### EXTRAIT DU DOCUMENT
Dix de ses membres comparaissent du 27 au 31 mars 1942 devant le Tribunal spécial de Strasbourg. Weinum est défendu par Me Eber et Albert Uhlrich par Me Léon Rapp. Avec un extraordinaire sang-froid et un sens étonnant de la répartie, Weinum prend sur lui la responsabilité de toutes les activités de la Main Noire et, malgré l’ardent plaidoyer des deux avocats, se retrouve seul condamné à mort. « Je suis fier, déclare-t-il devant le Tribunal, de donner ma vie pour la France. » Le 13 avril 1942, en prison à Stuttgart, il apprend le rejet de son recours en grâce. Il est décapité le lendemain à l’aube.

Sa dépouille est enterrée au cimetière de Cannstatt. En 1949, elle a été transférée au cimetière du Polygone, à Strasbourg-Neuhof. Marcel Weinum a été nommé, à titre posthume, sous-lieutenant des Forces Françaises de l’Intérieur (FFI), chevalier de la Légion d’honneur, médaille de la Résistance avec rosette et croix de guerre 1939-1945.

Biographie de Marcel Weinum
Ceslav Sieradzki, orphelin polonais et premier résistant d'Alsace mort pour la France
Ceslav Sieradzki est né à Barr le 16 juillet 1925 de parents immigrés de Pologne, qui se sont installés dans cette petite ville à Barr en 1924. À la mort de leur mère, en 1932, les quatre enfants sont placés à l’Hospice des orphelins de la ville de Strasbourg.

En 1939, le jeune Ceslav entre en apprentissage chez un boulanger de Strasbourg. Depuis l’invasion de la Pologne, il est passionnément anti-nazi. Il rencontre Weinum alors que la Main Noire vient tout juste d’être créée. Afin de se rendre plus disponible, il quitte son poste d’apprenti boulanger.

### DONNÉES DES EXERCICES
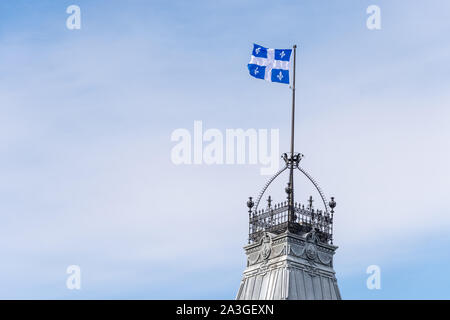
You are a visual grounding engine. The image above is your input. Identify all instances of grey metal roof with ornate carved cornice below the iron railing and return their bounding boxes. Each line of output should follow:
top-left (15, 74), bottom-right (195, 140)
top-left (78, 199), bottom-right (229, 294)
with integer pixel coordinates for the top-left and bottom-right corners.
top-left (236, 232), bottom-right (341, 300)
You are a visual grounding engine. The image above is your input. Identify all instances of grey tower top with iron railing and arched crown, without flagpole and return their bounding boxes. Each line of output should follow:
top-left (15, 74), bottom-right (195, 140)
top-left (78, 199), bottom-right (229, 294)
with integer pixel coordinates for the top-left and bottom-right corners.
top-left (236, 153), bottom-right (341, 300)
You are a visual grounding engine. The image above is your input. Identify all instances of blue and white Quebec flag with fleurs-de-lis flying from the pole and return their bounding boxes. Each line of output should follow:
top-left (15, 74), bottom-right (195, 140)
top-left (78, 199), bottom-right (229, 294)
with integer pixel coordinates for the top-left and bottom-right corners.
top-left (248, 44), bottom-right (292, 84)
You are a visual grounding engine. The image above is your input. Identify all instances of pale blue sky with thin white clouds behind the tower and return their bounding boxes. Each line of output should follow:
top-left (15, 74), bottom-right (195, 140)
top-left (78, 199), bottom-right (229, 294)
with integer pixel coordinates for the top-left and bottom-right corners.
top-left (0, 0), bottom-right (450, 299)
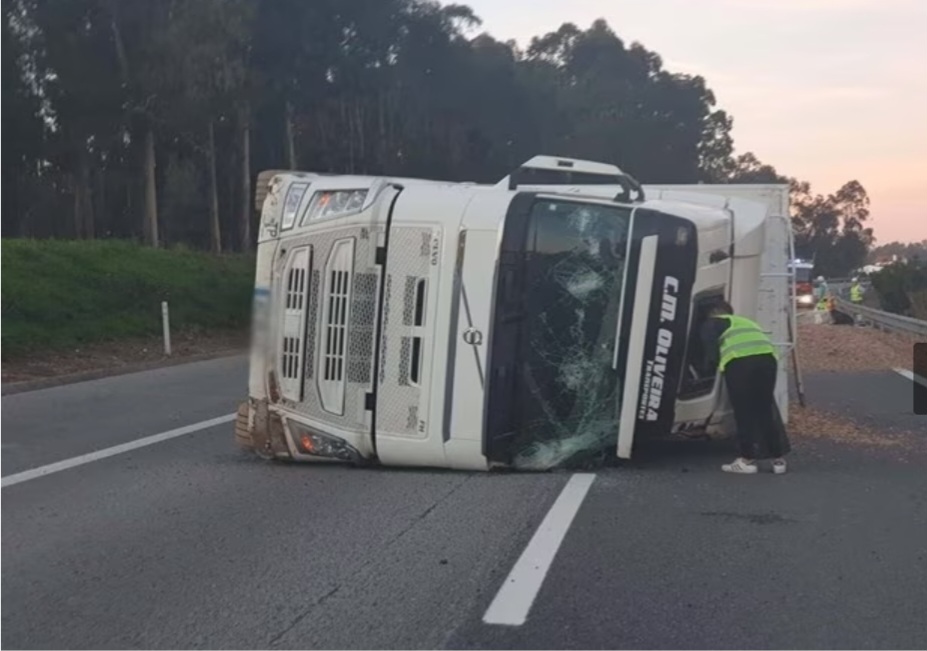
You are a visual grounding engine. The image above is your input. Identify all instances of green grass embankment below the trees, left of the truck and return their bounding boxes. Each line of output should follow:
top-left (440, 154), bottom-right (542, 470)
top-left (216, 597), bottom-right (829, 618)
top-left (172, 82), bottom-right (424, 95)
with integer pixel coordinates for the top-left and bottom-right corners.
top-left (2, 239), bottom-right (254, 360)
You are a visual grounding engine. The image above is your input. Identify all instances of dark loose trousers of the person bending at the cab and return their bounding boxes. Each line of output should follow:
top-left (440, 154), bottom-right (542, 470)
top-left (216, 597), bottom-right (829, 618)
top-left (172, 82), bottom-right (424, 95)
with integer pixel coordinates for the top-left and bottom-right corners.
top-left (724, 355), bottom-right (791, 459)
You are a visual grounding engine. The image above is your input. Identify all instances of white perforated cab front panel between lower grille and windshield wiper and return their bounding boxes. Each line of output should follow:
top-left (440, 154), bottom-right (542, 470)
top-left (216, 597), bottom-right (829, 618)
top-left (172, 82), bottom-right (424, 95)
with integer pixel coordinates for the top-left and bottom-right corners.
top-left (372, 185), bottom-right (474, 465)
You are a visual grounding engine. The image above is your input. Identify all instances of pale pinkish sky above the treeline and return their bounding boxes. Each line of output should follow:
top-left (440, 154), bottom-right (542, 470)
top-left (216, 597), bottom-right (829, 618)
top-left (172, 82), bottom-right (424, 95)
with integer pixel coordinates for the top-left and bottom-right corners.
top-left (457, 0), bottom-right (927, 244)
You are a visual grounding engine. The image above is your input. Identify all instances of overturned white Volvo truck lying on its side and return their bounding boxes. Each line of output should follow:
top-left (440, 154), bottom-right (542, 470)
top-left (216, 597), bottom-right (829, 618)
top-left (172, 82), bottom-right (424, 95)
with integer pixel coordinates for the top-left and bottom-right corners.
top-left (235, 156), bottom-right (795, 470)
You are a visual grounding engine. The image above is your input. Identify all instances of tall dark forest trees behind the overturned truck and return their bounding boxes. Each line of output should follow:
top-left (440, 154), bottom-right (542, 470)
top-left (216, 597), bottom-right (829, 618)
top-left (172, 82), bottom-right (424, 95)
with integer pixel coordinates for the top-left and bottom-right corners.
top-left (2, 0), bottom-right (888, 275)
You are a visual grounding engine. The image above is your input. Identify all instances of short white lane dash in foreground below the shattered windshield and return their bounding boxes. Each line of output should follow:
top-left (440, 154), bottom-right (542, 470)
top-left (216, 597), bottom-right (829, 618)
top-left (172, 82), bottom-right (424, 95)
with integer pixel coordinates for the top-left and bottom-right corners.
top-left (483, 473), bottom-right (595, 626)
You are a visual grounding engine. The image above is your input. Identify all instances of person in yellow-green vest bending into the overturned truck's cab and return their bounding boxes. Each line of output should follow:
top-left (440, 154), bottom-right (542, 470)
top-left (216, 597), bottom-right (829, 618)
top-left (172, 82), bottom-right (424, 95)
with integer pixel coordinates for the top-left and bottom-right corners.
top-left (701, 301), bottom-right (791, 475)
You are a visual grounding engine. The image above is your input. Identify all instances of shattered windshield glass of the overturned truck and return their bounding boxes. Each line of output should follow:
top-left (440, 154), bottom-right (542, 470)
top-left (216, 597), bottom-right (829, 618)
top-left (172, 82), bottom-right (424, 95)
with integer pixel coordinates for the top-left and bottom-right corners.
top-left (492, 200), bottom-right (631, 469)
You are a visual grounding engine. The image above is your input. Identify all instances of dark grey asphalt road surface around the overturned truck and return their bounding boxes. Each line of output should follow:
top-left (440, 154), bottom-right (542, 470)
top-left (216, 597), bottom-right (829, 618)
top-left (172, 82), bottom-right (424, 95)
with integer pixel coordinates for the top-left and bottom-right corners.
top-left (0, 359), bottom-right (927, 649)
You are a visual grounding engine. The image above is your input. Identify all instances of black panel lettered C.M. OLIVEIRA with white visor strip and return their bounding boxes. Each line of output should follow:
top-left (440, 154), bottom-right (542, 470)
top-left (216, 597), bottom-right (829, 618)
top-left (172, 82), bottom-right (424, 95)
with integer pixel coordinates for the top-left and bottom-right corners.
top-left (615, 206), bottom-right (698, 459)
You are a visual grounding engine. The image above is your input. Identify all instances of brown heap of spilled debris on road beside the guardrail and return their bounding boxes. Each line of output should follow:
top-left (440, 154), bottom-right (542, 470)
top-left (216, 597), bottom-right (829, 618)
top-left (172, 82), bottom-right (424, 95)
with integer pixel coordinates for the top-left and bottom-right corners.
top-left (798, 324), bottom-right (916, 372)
--
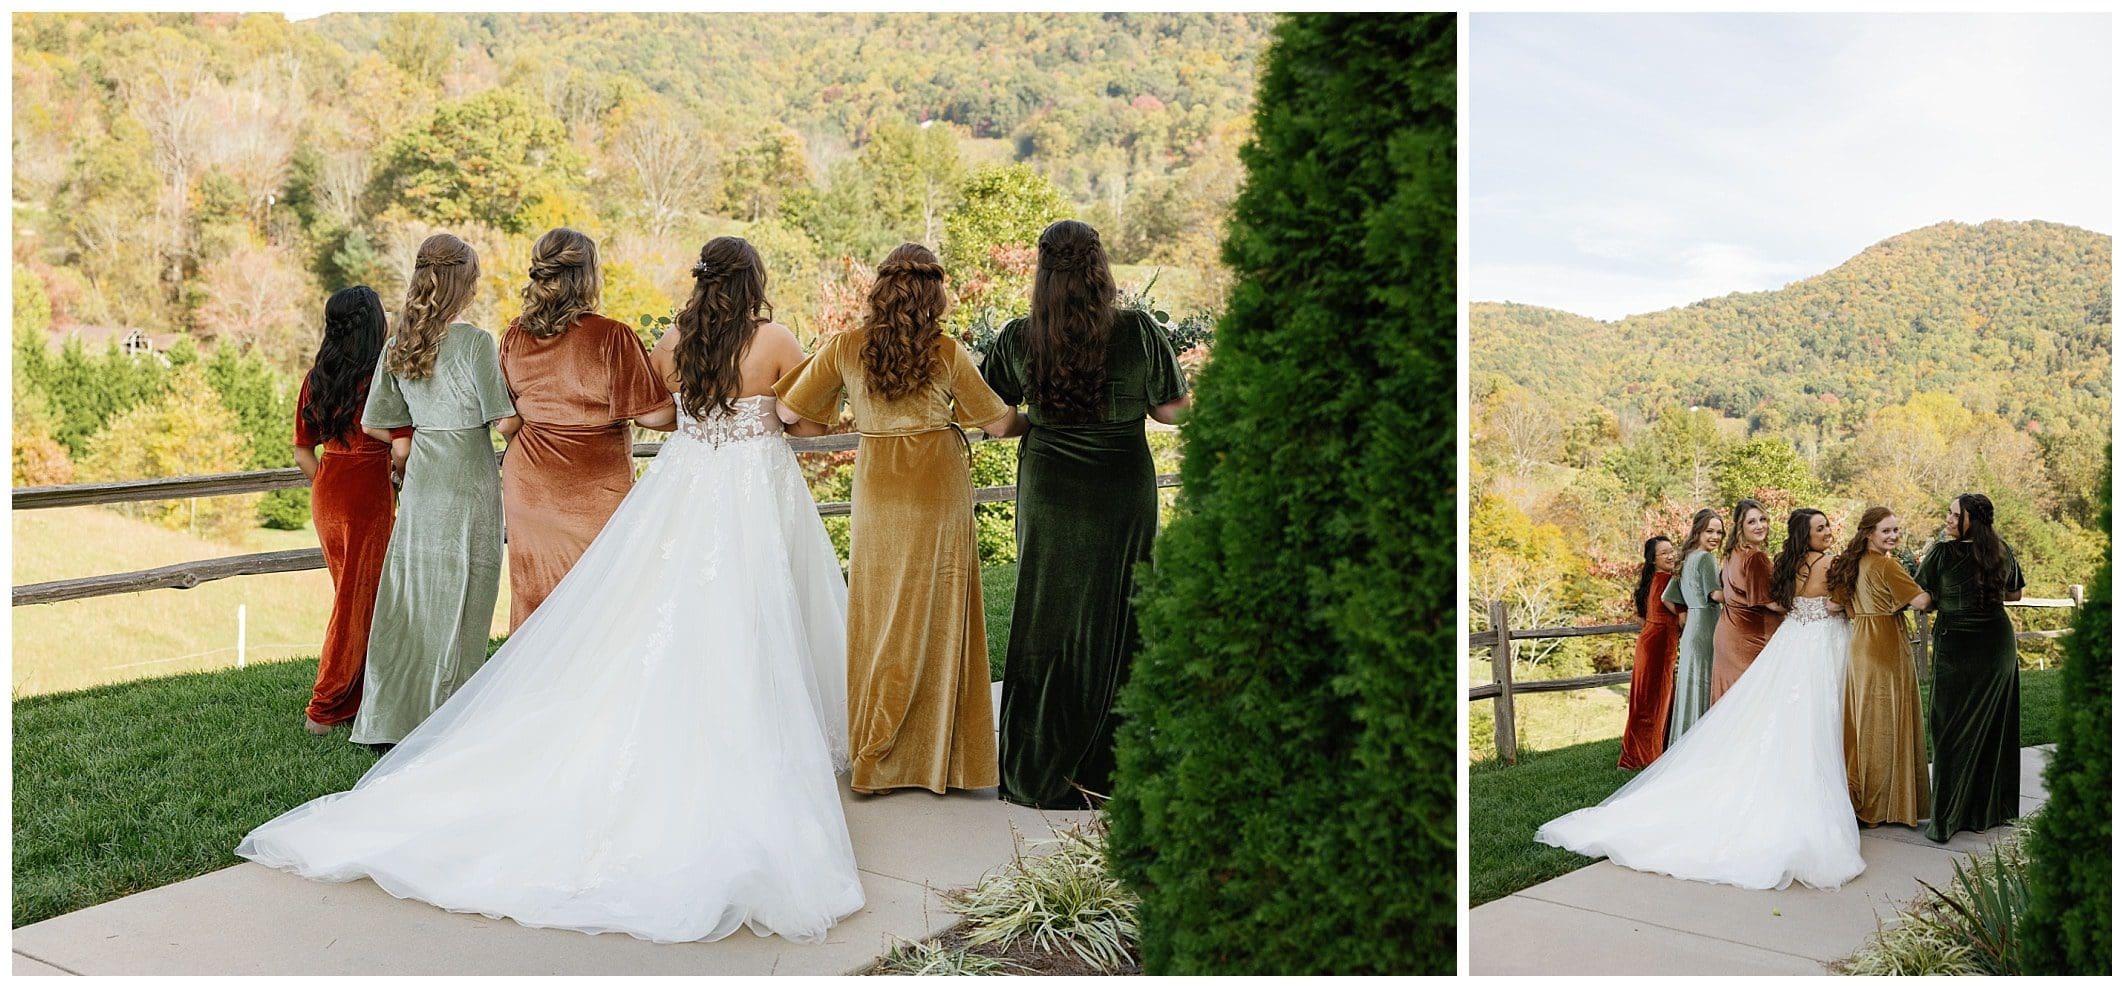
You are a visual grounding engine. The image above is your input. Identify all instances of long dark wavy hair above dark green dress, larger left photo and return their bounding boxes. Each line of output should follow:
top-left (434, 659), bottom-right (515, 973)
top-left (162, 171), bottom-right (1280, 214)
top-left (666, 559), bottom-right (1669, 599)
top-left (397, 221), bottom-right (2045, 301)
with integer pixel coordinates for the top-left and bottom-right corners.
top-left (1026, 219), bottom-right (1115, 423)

### LISTE DES ACTIVITÉS
1. Les affirmations suivantes concordent-elles avec l'extrait du document ? Répondez par oui ou par non en citant textuellement les mots de l'extrait qui tranchent. (a) Weinum est défendu par Me Léon Rapp. (b) La dépouille de Weinum a été transférée à Strasbourg-Neuhof en 1949. (c) Ceslav Sieradzki entre en apprentissage chez un boulanger de Strasbourg en 1939.
2. Recopiez le passage de l'extrait du document commençant par « Biographie de Marcel » et se terminant par « poste d’apprenti boulanger. », en renommant « Main Noire » en « Main Rouge ».

### RÉPONSES PAR CONSIGNE
1.
(a) Non : « Weinum est défendu par Me Eber et Albert Uhlrich par Me Léon Rapp. »
(b) Oui : « En 1949, elle a été transférée au cimetière du Polygone, à Strasbourg-Neuhof. »
(c) Oui : « En 1939, le jeune Ceslav entre en apprentissage chez un boulanger de Strasbourg. »

2.
Biographie de Marcel Weinum
Ceslav Sieradzki, orphelin polonais et premier résistant d'Alsace mort pour la France
Ceslav Sieradzki est né à Barr le 16 juillet 1925 de parents immigrés de Pologne, qui se sont installés dans cette petite ville à Barr en 1924. À la mort de leur mère, en 1932, les quatre enfants sont placés à l’Hospice des orphelins de la ville de Strasbourg.

En 1939, le jeune Ceslav entre en apprentissage chez un boulanger de Strasbourg. Depuis l’invasion de la Pologne, il est passionnément anti-nazi. Il rencontre Weinum alors que la Main Rouge vient tout juste d’être créée. Afin de se rendre plus disponible, il quitte son poste d’apprenti boulanger.